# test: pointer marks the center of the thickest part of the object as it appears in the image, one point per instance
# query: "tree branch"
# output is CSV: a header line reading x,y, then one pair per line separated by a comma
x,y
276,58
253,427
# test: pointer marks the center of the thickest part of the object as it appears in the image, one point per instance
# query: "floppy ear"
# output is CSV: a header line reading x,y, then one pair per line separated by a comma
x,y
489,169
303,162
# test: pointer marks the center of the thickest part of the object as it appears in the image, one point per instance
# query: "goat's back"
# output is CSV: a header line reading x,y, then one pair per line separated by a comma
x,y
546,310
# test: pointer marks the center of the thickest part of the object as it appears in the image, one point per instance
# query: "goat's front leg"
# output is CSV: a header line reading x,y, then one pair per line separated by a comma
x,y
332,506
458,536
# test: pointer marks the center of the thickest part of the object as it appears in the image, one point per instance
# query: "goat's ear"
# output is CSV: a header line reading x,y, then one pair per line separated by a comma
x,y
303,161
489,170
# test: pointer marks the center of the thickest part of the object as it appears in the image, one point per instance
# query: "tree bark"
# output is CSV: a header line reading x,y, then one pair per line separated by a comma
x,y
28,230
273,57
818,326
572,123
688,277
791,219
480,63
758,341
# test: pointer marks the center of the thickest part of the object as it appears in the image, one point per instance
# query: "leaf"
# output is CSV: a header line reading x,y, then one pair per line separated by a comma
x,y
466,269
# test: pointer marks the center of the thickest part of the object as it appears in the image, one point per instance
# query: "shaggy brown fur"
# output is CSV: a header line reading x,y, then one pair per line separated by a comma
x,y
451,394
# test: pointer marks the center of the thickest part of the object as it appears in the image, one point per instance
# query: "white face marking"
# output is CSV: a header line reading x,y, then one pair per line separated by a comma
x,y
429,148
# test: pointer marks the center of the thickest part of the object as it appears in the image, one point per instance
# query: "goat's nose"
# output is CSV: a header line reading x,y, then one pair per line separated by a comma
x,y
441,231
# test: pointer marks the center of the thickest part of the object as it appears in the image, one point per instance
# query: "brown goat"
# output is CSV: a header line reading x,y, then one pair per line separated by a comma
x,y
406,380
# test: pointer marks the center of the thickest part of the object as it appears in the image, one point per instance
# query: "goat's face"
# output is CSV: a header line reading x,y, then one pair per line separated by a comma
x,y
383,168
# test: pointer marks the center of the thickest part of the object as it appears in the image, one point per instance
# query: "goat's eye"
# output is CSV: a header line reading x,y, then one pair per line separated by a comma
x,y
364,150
=-=-=-=-=
What to do |
Show each line of the records that contains the word "goat".

Solved problem |
# query: "goat's back"
# query: "goat's front leg"
# query: "goat's ear"
# query: "goat's nose"
# query: "brown goat"
# query: "goat's face"
# query: "goat's eye"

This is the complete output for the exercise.